▶ _Given request_
Every entry below should be printed exactly, without its images.

[Recorded data]
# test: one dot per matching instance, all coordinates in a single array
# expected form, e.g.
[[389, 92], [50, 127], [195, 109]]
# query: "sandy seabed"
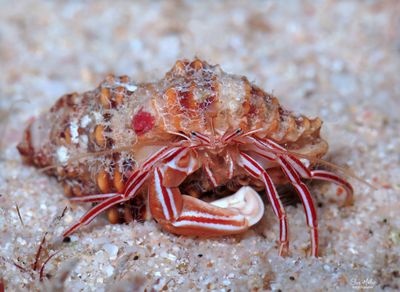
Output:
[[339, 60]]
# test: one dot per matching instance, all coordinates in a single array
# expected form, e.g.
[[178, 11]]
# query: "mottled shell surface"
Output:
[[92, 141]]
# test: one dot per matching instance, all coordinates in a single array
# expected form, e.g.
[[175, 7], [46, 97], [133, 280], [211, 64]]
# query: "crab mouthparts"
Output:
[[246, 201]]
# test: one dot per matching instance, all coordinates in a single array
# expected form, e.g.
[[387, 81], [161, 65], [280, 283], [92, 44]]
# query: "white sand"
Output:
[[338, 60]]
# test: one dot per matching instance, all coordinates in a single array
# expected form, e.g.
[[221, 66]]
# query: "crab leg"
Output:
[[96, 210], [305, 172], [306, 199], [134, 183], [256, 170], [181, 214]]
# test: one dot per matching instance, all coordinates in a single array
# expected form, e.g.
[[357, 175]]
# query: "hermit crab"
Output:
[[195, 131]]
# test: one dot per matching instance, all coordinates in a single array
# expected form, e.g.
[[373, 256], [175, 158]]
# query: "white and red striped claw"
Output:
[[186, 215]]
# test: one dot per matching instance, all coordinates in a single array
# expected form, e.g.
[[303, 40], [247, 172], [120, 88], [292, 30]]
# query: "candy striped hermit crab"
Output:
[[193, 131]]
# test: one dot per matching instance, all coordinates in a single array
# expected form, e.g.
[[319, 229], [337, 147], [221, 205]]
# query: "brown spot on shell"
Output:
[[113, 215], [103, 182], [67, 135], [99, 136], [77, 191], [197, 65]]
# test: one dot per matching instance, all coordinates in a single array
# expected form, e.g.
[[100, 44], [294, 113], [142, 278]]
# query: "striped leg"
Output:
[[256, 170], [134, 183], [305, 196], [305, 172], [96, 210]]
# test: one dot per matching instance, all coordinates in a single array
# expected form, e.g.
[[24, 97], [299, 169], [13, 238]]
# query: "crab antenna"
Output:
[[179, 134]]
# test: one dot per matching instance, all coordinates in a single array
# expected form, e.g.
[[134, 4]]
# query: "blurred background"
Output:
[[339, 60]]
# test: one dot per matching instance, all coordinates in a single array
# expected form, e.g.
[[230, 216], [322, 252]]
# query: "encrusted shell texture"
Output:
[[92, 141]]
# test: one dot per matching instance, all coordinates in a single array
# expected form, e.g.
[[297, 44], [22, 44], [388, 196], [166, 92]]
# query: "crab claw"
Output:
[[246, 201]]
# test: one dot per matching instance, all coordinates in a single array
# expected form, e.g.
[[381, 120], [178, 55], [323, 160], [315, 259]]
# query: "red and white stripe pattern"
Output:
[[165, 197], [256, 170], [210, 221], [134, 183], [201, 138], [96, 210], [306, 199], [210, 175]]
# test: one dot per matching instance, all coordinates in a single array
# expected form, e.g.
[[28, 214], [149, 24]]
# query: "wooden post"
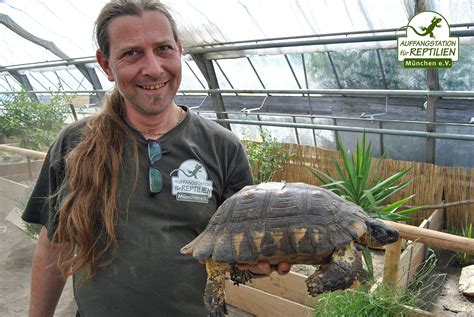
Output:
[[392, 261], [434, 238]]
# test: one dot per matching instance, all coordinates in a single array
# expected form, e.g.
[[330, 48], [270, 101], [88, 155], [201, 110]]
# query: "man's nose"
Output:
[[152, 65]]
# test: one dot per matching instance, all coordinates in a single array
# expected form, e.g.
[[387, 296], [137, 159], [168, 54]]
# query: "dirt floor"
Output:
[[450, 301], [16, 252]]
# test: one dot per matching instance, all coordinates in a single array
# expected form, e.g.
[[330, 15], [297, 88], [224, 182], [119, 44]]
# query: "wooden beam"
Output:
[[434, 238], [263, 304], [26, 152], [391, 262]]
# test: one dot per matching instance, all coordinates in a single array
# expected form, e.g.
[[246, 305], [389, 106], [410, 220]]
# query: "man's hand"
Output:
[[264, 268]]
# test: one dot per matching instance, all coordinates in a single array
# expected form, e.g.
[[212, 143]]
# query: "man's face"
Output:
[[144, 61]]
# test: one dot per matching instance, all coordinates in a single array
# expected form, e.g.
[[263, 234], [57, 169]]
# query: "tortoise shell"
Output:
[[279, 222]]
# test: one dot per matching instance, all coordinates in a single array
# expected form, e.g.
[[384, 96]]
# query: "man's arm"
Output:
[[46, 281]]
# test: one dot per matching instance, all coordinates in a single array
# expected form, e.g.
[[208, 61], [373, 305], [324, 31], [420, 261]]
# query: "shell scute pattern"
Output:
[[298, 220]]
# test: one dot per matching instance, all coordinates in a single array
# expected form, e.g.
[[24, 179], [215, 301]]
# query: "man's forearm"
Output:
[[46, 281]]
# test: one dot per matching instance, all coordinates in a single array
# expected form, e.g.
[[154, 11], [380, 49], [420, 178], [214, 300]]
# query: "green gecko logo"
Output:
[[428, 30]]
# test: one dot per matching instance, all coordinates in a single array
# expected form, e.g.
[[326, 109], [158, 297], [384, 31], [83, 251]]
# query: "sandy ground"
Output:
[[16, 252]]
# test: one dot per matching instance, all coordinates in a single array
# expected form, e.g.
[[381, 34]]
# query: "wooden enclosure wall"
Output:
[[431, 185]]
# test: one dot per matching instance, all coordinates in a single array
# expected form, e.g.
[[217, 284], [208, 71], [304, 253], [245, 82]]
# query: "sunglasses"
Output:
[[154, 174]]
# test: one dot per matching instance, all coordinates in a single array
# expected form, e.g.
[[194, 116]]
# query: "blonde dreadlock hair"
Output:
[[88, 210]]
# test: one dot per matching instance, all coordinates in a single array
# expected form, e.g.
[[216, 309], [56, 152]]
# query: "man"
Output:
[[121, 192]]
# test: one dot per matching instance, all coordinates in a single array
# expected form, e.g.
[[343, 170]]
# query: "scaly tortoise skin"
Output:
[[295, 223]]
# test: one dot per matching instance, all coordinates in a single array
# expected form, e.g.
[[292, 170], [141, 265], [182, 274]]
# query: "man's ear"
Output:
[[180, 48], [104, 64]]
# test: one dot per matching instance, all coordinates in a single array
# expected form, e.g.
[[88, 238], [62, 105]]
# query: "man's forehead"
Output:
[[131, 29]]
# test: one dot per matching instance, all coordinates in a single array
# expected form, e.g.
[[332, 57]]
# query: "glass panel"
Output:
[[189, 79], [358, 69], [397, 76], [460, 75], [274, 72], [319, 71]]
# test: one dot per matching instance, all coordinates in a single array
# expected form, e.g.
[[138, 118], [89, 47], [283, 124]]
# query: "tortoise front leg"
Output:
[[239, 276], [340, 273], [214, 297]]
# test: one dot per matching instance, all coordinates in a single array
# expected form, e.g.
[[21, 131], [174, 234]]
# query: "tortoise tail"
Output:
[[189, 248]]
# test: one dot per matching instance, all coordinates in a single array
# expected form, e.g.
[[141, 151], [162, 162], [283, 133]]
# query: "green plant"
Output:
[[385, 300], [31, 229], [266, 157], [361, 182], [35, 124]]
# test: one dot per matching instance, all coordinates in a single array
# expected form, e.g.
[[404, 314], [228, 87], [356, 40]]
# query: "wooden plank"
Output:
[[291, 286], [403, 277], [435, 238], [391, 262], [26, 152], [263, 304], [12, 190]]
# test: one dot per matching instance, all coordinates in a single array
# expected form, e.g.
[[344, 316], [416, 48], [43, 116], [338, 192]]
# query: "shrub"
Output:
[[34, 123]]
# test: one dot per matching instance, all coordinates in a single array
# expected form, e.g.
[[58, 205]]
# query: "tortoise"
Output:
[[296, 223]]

▶ _Task response_
# test: one dot per matching instance, all coordinates in a single array
# expected form, e.g.
[[389, 92], [50, 127], [195, 109]]
# query: "sandy seabed"
Output:
[[339, 60]]
# test: one dot per matching instance, all coordinates in a single array
# expected form, e.g.
[[178, 11]]
# query: "mottled shell surface"
Output:
[[92, 141]]
# test: one dot per matching instance, all coordinates in a single array
# expected form, e.g.
[[175, 7], [46, 97], [133, 280], [211, 64]]
# query: "crab mouthparts"
Output:
[[246, 201]]
# test: one dot per matching instance, all coordinates in a single array
# expected form, e.g.
[[387, 81], [161, 65], [280, 283], [92, 44]]
# query: "white sand"
Output:
[[338, 60]]
# test: one dot per matching instance, all coordinates in a single array
# expected form, e.g.
[[221, 66]]
# query: "crab leg"
Output:
[[96, 210], [305, 172], [306, 199], [134, 183], [256, 170], [181, 214]]
# test: one dot per matching instance, all coordinates in a single array
# expected form, e.g.
[[357, 175]]
# query: "hermit crab"
Output:
[[195, 131]]
# test: one dot per matching instance, all coordinates in a single array
# expected form, e.g.
[[373, 256], [175, 158]]
# query: "white and red striped claw"
Output:
[[186, 215]]
# test: one dot per matching instance, all coordinates in a single array
# expected form, e.g.
[[303, 40], [247, 172], [120, 88], [292, 30]]
# query: "candy striped hermit crab"
Output:
[[193, 131]]
# test: one dot per matching instance, all coordinates in a single array
# expected form, e.g.
[[319, 229], [337, 147], [221, 205]]
# query: "brown spot on shell"
Output:
[[113, 215], [103, 182], [67, 135], [99, 136], [77, 191], [197, 65]]
# test: one dot per matching instance, all coordinates in a single array
# expected form, e.g.
[[100, 44], [294, 113], [142, 278]]
# query: "striped leg"
Output:
[[256, 170], [134, 183], [305, 196], [305, 172], [96, 210]]
# test: one dot per matching instance, all coordinates in a single array
# expected form, e.g.
[[24, 97], [299, 169], [13, 238]]
# query: "crab antenna"
Output:
[[179, 134]]
# test: one dot per matching instance, all coordinates in a single array
# expected form, e.g.
[[134, 4]]
# query: "blurred background"
Output:
[[339, 60]]
# test: one dot per matching instance, all coordinates in a single array
# expected form, e.g.
[[230, 216], [322, 252]]
# query: "encrusted shell texture"
Output:
[[92, 141]]
# test: one dot per matching instance, all coordinates in a single array
# expected form, e.g.
[[297, 44], [22, 44], [388, 196], [166, 92]]
# query: "crab claw"
Output:
[[246, 201]]
# test: one dot per matching instance, all coordinates in a single array
# expected form, e.g.
[[381, 120], [178, 55], [323, 160], [315, 259]]
# query: "red and white stripe pattern"
Output:
[[165, 197], [256, 170], [210, 221], [134, 183], [201, 138], [96, 210], [306, 199], [210, 175]]
# test: one dot per matching instance, all coordinates in a single array
# expected form, e.g.
[[28, 214], [149, 24]]
# query: "wooden post"
Output:
[[392, 261], [434, 238]]
# test: one dot per matching instance, all coordinates in a single array
# expected form, e.g.
[[330, 48], [270, 101], [88, 155], [201, 110]]
# query: "man's nose"
Output:
[[152, 65]]
# test: one dot per matching instance, all coordinates in a single array
# expected form, e.g.
[[387, 296], [137, 159], [168, 54]]
# query: "dirt floor"
Output:
[[450, 301], [16, 252]]
# test: one dot per matching instance, all coordinates in a single array
# expected form, e.g.
[[330, 15], [297, 88], [224, 182], [119, 44]]
# query: "wooden beam"
Output:
[[434, 238], [263, 304], [26, 152], [391, 262]]
# test: one dot per matching instance, all coordinates in a single array
# expected form, e.g.
[[246, 305], [389, 106], [410, 220]]
# query: "man's hand"
Output:
[[264, 268]]
# test: one dot per matching instance, all coordinates in a single array
# expected form, e.g.
[[212, 143]]
# query: "man's face"
Output:
[[144, 61]]
# test: one dot per matching instance, all coordinates in a single array
# expected form, e.g.
[[263, 234], [57, 169]]
# query: "tortoise shell"
Output:
[[279, 222]]
# test: one dot per matching instance, all coordinates in a single array
# expected form, e.g.
[[384, 96]]
# query: "man's arm"
Output:
[[46, 281]]
# test: one dot per matching instance, all coordinates in a single array
# expected form, e.g.
[[208, 61], [373, 305], [324, 31], [420, 261]]
# query: "shell scute pattern"
Output:
[[298, 220]]
# test: one dot per matching instance, all coordinates in a single array
# expected form, e.g.
[[24, 179], [215, 301]]
# query: "man's forearm"
Output:
[[46, 281]]
# test: one dot per matching instance, all coordinates in a single array
# expected form, e.g.
[[154, 11], [380, 49], [420, 178], [214, 300]]
# query: "green gecko logo"
Output:
[[428, 30]]
# test: one dot per matching instance, all coordinates in a single array
# expected form, e.g.
[[326, 109], [158, 297], [384, 31], [83, 251]]
# query: "sandy ground"
Output:
[[16, 252]]
# test: one dot per matching instance, all coordinates in a single array
# expected form, e.g.
[[381, 34]]
# query: "wooden enclosure wall"
Output:
[[431, 185]]
# test: one dot per matching instance, all coordinates in a single array
# expected form, e.g.
[[217, 284], [208, 71], [304, 253], [245, 82]]
# query: "sunglasses"
Output:
[[154, 174]]
# test: one dot per matching instance, all coordinates in a single array
# expected form, e.g.
[[194, 116]]
# query: "blonde dreadlock hair"
Output:
[[88, 210]]
# test: one dot per matching instance, all coordinates in a single array
# expected form, e.g.
[[216, 309], [56, 152]]
# query: "man"
Output:
[[121, 192]]
# test: one dot per matching instance, all coordinates in a single array
# expected form, e.g.
[[343, 170]]
# query: "scaly tortoise skin"
Output:
[[295, 223]]
# test: one dot per matching instance, all coordinates in a single array
# expected form, e.g.
[[292, 170], [141, 265], [182, 274]]
# query: "man's ear"
Output:
[[180, 48], [104, 64]]
# test: one dot per matching instance, all coordinates in a single array
# expected form, e.g.
[[88, 238], [62, 105]]
# query: "man's forehead"
Output:
[[131, 29]]
# test: one dot per matching instance, all coordinates in a single array
# expected form, e.g.
[[332, 57]]
# query: "glass panel"
Output:
[[189, 79], [358, 69], [397, 76], [460, 75], [274, 72], [319, 71]]
# test: one dot per matching instance, all coordinates in a single array
# expected form, e.g.
[[138, 118], [89, 47], [283, 124]]
# query: "tortoise front leg"
Output:
[[239, 276], [340, 273], [214, 297]]
# test: one dot per matching instance, all coordinates in a single array
# expected form, e.g.
[[21, 131], [174, 234]]
# query: "tortoise tail"
Output:
[[189, 248]]
# test: one dot per matching instance, all coordinates in a single array
# expected form, e.g.
[[141, 151], [162, 162], [283, 133]]
# query: "green plant"
Output:
[[385, 300], [31, 229], [266, 157], [361, 182], [35, 124]]
# test: one dot per matching instance, all coordinates in a single array
# expected form, e.g.
[[404, 314], [228, 87], [356, 40]]
# query: "wooden plank"
Output:
[[291, 286], [403, 277], [435, 238], [391, 262], [26, 152], [263, 304], [12, 190]]
# test: one dot per matching instance, all coordinates in a single array
# expected form, e.g.
[[344, 316], [416, 48], [43, 116], [338, 192]]
# query: "shrub"
Output:
[[34, 123]]
# test: one dot per matching instance, all coordinates in a single array
# expected form, e.g.
[[58, 205]]
# query: "tortoise"
Output:
[[296, 223]]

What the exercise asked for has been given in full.